> Selected passage
begin

Also much discussed and warranting a brief explanation is the technical term 'released value' or 'released valuation.' Although Section 20(11) of the Interstate Commerce Act, 49 U.S.C.A. 20(11),4 provides that carriers shall be liable for the full, actual loss, damage or injury to property delivered to them, a carrier's liability may be limited by agreement upon a 'released value' of a shipment, i.e., the value declared by the shipper and to which he is limited in case of loss or damage to the shipment. Released value rates are lower than unreleased rates since the carrier's liability is limited and, in effect, the shipper becomes a co-insurer of the shipment.5


With this preliminary, we may now consider the relevant tariff provisions in effect at the time of the shipments involved here. Specifically, the Government contends that the properly applicable rating for all the shipments is the uniform classification rating on engines shipped at released value. On the other hand, the Carrier relies upon exception ratings on engines shipped at full or unreleased value, contending that its exception cancelled the released value ratings of the uniform classification.


In the NMFC tariff,6 item 61247 shows an LTL rate of 150 for unreleased shipments, i.e., those made at full value. Under item 61244 for shipments at a released value of $2.50 or less, the LTL rate is 85, and for values of $2.51-$5.00, the LTL rate is 100. The exception tariff for the Southwestern territory7 and for the Rocky Mountain territory8 each specify specific ratings for (a) radial-jet type engines, and (b) engines not radial or jet type. The center of this dispute is Note 1 (and its variant, Note 2) that 'the released valuation provisions as shown in NMFC No. A-3 (see note 6, supra) will not apply in connection with the ratings shown in this item.'


The Carrier urges that as to these Government aircraft engines, the Exception (notes 7 and 8) superseded the entire NMFC ratings, note 6. The Government, on the other hand, insists that by the words of Note 1 only so much of NMFC as pertained to unreleased shipments (Item 61247, note 6) was superseded, thus leaving intact Item 61244.

end

> Object location annotation data
begin

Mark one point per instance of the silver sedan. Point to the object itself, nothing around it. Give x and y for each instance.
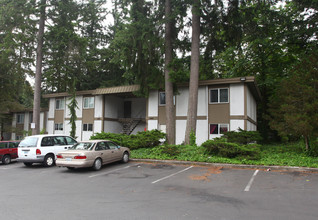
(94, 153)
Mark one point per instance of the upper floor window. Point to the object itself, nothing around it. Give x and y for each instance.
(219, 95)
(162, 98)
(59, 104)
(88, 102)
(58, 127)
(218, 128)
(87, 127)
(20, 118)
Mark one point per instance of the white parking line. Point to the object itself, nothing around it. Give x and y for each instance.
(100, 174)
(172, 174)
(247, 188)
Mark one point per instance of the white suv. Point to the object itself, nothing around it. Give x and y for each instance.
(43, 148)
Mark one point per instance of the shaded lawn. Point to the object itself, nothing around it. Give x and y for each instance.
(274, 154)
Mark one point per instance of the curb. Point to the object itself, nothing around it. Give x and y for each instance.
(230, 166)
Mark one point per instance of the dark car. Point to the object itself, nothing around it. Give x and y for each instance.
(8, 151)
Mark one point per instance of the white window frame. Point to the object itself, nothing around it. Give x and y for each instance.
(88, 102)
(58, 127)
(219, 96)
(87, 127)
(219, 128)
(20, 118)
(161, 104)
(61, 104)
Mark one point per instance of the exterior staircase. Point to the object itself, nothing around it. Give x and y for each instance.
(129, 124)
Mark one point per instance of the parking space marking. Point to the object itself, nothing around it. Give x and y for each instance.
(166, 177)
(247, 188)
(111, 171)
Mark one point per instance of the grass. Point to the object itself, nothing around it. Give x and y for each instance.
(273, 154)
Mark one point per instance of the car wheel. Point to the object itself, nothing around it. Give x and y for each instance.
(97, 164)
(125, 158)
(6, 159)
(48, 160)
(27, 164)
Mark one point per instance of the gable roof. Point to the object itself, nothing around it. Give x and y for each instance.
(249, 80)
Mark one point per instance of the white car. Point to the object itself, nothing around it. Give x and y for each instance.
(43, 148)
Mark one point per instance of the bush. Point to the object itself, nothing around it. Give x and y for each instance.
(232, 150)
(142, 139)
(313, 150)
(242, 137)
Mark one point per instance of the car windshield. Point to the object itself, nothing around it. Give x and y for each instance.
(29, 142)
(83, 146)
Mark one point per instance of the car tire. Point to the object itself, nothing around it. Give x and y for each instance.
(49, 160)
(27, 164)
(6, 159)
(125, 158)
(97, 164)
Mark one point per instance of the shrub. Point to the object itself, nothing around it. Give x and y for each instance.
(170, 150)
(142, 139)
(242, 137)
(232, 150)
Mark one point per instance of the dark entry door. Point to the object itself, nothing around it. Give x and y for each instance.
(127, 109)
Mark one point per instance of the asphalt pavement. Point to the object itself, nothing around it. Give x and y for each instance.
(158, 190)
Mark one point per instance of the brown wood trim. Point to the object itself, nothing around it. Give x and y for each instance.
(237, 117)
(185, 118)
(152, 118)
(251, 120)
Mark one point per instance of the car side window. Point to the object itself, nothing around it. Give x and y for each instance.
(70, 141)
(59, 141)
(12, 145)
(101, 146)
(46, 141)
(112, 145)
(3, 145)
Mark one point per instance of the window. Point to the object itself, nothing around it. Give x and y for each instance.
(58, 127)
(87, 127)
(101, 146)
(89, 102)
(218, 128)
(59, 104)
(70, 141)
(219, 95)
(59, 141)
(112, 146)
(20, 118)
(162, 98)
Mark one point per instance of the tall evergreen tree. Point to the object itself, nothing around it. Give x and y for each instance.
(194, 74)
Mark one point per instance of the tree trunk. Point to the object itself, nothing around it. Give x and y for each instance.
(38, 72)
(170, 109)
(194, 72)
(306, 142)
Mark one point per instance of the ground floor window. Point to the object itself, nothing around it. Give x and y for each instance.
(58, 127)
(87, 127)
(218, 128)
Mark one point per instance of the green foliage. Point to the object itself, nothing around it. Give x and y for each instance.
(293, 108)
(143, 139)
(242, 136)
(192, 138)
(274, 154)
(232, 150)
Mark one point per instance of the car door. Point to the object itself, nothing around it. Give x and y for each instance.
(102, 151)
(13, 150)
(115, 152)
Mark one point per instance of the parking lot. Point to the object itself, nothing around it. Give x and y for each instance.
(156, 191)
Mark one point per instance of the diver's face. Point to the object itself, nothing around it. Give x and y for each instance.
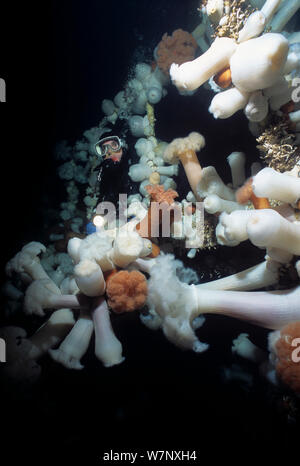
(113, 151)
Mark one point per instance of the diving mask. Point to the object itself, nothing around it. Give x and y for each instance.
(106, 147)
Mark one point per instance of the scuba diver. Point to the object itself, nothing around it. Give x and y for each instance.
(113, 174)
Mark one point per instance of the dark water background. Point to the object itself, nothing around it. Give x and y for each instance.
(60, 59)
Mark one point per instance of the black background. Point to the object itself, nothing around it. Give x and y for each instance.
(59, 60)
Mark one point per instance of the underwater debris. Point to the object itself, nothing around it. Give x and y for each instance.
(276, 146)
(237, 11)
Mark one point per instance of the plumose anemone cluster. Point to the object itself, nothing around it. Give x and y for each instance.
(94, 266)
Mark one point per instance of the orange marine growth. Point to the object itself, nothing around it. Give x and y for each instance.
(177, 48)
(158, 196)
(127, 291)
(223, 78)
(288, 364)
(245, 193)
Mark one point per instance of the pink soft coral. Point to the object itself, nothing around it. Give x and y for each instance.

end

> Challenge
Can you duplicate the released-value passage from "With this preliminary, we" up to and including "the uniform classification."? None of the data above has any bearing on what is asked here.

> Written answer
With this preliminary, we may now consider the relevant tariff provisions in effect at the time of the shipments involved here. Specifically, the Government contends that the properly applicable rating for all the shipments is the uniform classification rating on engines shipped at released value. On the other hand, the Carrier relies upon exception ratings on engines shipped at full or unreleased value, contending that its exception cancelled the released value ratings of the uniform classification.